> _RECORDS SHOWN_
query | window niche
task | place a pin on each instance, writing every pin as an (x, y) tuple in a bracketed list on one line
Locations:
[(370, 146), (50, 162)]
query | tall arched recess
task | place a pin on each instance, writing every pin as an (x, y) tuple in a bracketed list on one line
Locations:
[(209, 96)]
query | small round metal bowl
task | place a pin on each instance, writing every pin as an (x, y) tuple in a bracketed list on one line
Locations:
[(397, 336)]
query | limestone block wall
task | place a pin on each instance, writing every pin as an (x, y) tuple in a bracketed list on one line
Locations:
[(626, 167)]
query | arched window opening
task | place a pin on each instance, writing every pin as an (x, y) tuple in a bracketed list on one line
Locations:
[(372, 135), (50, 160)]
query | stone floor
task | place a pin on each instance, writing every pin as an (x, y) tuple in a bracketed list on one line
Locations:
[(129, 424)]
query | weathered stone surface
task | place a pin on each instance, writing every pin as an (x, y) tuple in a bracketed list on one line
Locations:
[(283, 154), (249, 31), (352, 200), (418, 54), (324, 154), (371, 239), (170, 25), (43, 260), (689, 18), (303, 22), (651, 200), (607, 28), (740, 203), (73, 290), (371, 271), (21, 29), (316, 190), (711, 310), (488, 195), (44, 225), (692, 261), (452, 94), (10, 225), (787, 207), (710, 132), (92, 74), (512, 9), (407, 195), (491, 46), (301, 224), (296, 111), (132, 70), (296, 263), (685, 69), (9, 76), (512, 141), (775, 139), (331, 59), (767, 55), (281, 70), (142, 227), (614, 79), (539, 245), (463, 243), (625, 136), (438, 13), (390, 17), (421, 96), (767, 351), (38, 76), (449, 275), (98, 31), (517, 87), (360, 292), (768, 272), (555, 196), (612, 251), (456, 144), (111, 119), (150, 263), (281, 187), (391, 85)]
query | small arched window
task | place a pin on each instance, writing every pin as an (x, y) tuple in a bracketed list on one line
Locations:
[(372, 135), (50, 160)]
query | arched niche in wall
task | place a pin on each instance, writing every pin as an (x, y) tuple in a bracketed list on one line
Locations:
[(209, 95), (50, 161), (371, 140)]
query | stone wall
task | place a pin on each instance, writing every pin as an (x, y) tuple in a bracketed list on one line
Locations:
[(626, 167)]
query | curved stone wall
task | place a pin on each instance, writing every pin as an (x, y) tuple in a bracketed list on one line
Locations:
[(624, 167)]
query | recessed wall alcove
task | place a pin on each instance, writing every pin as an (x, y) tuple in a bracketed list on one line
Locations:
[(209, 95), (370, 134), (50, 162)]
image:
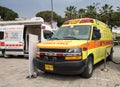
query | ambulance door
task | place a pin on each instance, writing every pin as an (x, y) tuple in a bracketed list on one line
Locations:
[(2, 44), (96, 38), (14, 43)]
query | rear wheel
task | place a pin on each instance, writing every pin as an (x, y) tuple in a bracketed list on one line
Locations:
[(87, 73)]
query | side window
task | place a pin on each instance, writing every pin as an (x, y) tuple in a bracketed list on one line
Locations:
[(1, 35), (47, 34), (96, 34)]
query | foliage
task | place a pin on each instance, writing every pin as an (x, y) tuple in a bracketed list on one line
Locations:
[(105, 14), (7, 14)]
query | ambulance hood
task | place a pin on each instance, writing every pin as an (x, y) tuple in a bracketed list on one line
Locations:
[(62, 44)]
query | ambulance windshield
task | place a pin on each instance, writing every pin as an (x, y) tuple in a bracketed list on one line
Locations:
[(81, 32)]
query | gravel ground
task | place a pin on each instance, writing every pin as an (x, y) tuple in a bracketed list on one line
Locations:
[(13, 73)]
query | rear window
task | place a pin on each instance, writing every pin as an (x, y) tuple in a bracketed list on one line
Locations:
[(13, 35)]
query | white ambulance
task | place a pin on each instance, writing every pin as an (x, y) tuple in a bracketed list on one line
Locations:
[(14, 35)]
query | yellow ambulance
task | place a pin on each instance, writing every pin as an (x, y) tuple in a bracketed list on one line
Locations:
[(75, 48)]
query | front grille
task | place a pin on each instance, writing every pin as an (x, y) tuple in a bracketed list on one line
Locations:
[(53, 58)]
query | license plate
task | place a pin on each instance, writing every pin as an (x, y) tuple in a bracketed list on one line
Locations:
[(49, 67)]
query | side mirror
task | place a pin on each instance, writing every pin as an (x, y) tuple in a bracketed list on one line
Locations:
[(47, 34)]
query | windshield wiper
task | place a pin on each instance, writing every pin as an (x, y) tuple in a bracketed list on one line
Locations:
[(70, 37)]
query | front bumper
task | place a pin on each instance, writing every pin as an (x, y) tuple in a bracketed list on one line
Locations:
[(66, 67)]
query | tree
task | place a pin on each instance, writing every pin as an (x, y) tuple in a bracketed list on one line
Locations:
[(91, 11), (7, 14), (81, 13), (105, 13), (70, 12), (46, 15), (118, 9)]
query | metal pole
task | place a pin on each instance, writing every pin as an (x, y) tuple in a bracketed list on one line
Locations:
[(51, 11)]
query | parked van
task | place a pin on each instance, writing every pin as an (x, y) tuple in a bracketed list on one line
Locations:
[(75, 48), (14, 35)]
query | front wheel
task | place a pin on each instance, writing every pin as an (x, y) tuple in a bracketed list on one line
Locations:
[(87, 73)]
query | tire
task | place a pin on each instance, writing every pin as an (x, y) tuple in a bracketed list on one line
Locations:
[(88, 71)]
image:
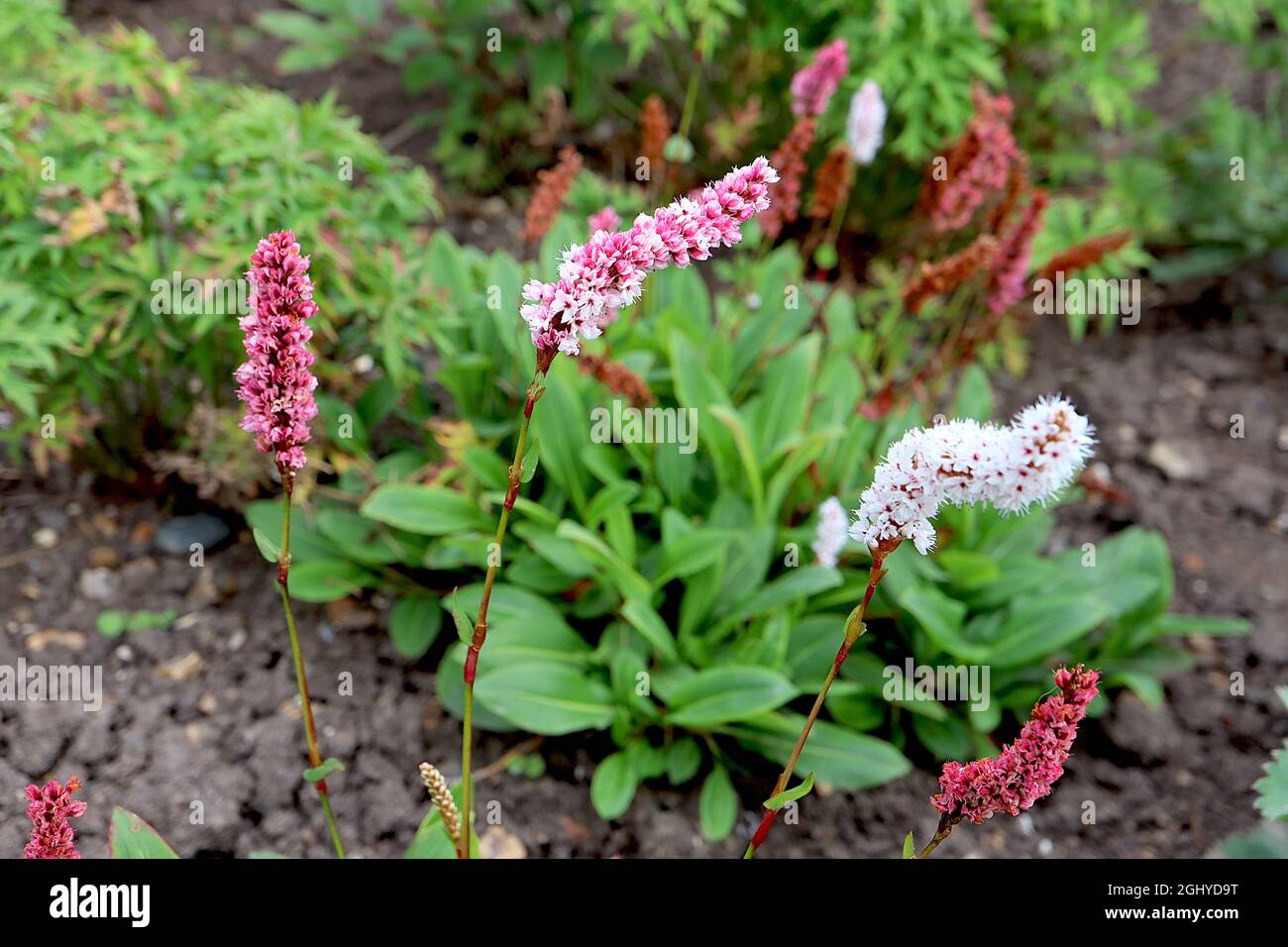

> _GOAL OF THE EXERCISE_
Reproduce all of the data above line for line without changing anything, and leave the pictures out.

> _SOLVED EXERCISE_
query | window niche
task | place a pin on each instance, writing every pin as an (x, y) tuple in a bracketed list on one line
Locations:
[(370, 146), (50, 162)]
query | tall arched recess
task | place a pin on each instance, writing every pin as an (x, y) tuple in a bracketed list on one line
Locations:
[(209, 96)]
query | small round metal bowl
task | place a pin on each instance, writing every pin as an (x, y) tuple in a bracketed list on one line
Locations:
[(397, 336)]
query | limestone block wall
task | place a pin on each instance, writing every pin as an (x, y) tuple in a bracketed list on one line
Locations:
[(626, 167)]
query | arched window opening
task | place a pin on each instance, writing every pin as an (x, y) tuple in a bracketed list on one line
Locations:
[(372, 135), (50, 160)]
query | stone floor
task | place a pin on each instance, writing every pin as an (x, y) tuple in a bracketed list on one line
Locations:
[(129, 424)]
query | weathered stone surface
task | place a pin on each instance, writing every pin as an (x, y) tuple in a bracketed list on one line
Locations:
[(283, 154), (249, 31), (352, 200), (418, 54), (324, 154), (371, 239), (170, 25), (43, 260), (689, 18), (303, 22), (651, 200), (607, 28), (740, 203), (73, 290), (371, 271), (21, 29), (316, 190), (711, 310), (488, 195), (44, 225), (692, 261), (452, 94), (10, 225), (787, 207), (710, 132), (92, 74), (512, 9), (407, 195), (491, 46), (301, 224), (296, 111), (132, 70), (296, 263), (685, 69), (9, 76), (512, 141), (775, 139), (331, 59), (767, 55), (281, 70), (142, 227), (614, 79), (539, 245), (463, 243), (625, 136), (438, 13), (390, 17), (421, 96), (767, 351), (38, 76), (449, 275), (98, 31), (517, 87), (360, 292), (768, 272), (555, 196), (612, 251), (456, 144), (111, 119), (150, 263), (281, 187), (391, 85)]
query | small arched window
task | place a pin on each instance, writing every pin as an (x, y) tuple in a bracketed list on one line
Locations:
[(372, 135), (50, 160)]
query | arched niche in wall
task | place a pin on each instance, writing every pin as an (x, y) tuple in a bracketed list on one line
Locations:
[(209, 95), (50, 161), (371, 140)]
query | stone wall
task | place a pin on each instance, writing every pin as an (x, y) tuple in a bracketed list on one line
Locations:
[(626, 167)]
query | curved stone wall
task | place a pin on each instance, writing every pin as an (x, y) tuple in a bracketed list on one line
Locations:
[(624, 167)]
query | recessed wall alcove
task | place a pin on each instance, writing every pin as an (x, y) tuple in a bracketed list on one line
Locations:
[(209, 95), (370, 134), (50, 162)]
image:
query | ambulance door
task | place a pin on each instance, writing every pin as an (x, y) tuple in a bracketed list on one line
Locations:
[(2, 44), (96, 38), (14, 43)]
query | rear wheel
task | place a pin on each instance, writing every pin as an (x, y) tuple in a bracketed list on one line
Locations:
[(87, 73)]
query | side window
task | place a pin on each instance, writing every pin as an (x, y) tuple in a bracketed list on one line
Locations:
[(1, 35), (47, 34), (96, 34)]
query | foliage
task | place a pin on each instance, writing every pin as an (x, y) tuple in a bracketed list on one line
Locations:
[(105, 14), (7, 14)]
query | ambulance hood
task | place a pin on each instance, writing every pin as an (x, y) tuple in a bracketed list on one line
Locations:
[(62, 44)]
query | ambulance windshield
task | place a pin on each instance, writing every pin as an (x, y) tuple in a bracketed list on one line
Locations:
[(81, 32)]
query | gravel ground
task | place a pin on each instance, writing every pin as an (x, y) tuple in a bracketed list on one line
Locations:
[(13, 73)]
query | rear window
task | place a pin on each instance, writing every pin as an (x, y) tuple in a bracketed list on one line
Locations:
[(13, 35)]
query | white ambulance
task | place a pin on each instance, writing every pin as an (x, y) tuple in a bracketed list on one line
Locations:
[(14, 35)]
query | yellow ambulance
task | place a pin on each instance, writing every pin as an (x, y) tuple in a bracketed list on one line
Locations:
[(75, 48)]
query | front grille
task | place a pin on each instance, writing every pin as an (x, y) tuple in a bracketed list on one line
Locations:
[(53, 58)]
query | license plate
task | place a pin on each instance, writing every pin as an (x, y) tuple in a bracketed list on one line
Locations:
[(49, 67)]
query | side mirror
task | place a pin on each instance, writing every pin as an (x, y) tuple in a bracketed list on one line
Locations:
[(47, 34)]
query | windshield wiper
task | place a pin on each instance, writing every pin as an (x, y) tuple in a bracketed list on one line
Locations:
[(70, 37)]
query | front bumper
task | place a pin on each instance, writing every pin as an (x, y) tuple in a bracketed list on one line
Locations:
[(66, 67)]
query | tree
task | place a pin on each instance, writing every pin as an (x, y) tuple in a bracketed list on one line
Locations:
[(91, 11), (7, 14), (81, 13), (105, 13), (70, 12), (46, 15), (118, 9)]
query | metal pole
task | place a pin on each instance, writing every pin as an (x, y) tuple in a bracketed list on one line
Locations:
[(51, 11)]
query | parked van
task | place a pin on each instance, writing every pin as an (x, y) tuple in a bracketed list on one line
Locations:
[(75, 48), (14, 35)]
query | front wheel
task | place a pin on each instance, writing every pin as an (x, y) tuple in a bracketed list on one line
Locations:
[(87, 73)]
query | tire
task | place a pin on each instance, writing every pin as an (x, y) tuple in a bracketed list on one line
Locations:
[(88, 71)]
image:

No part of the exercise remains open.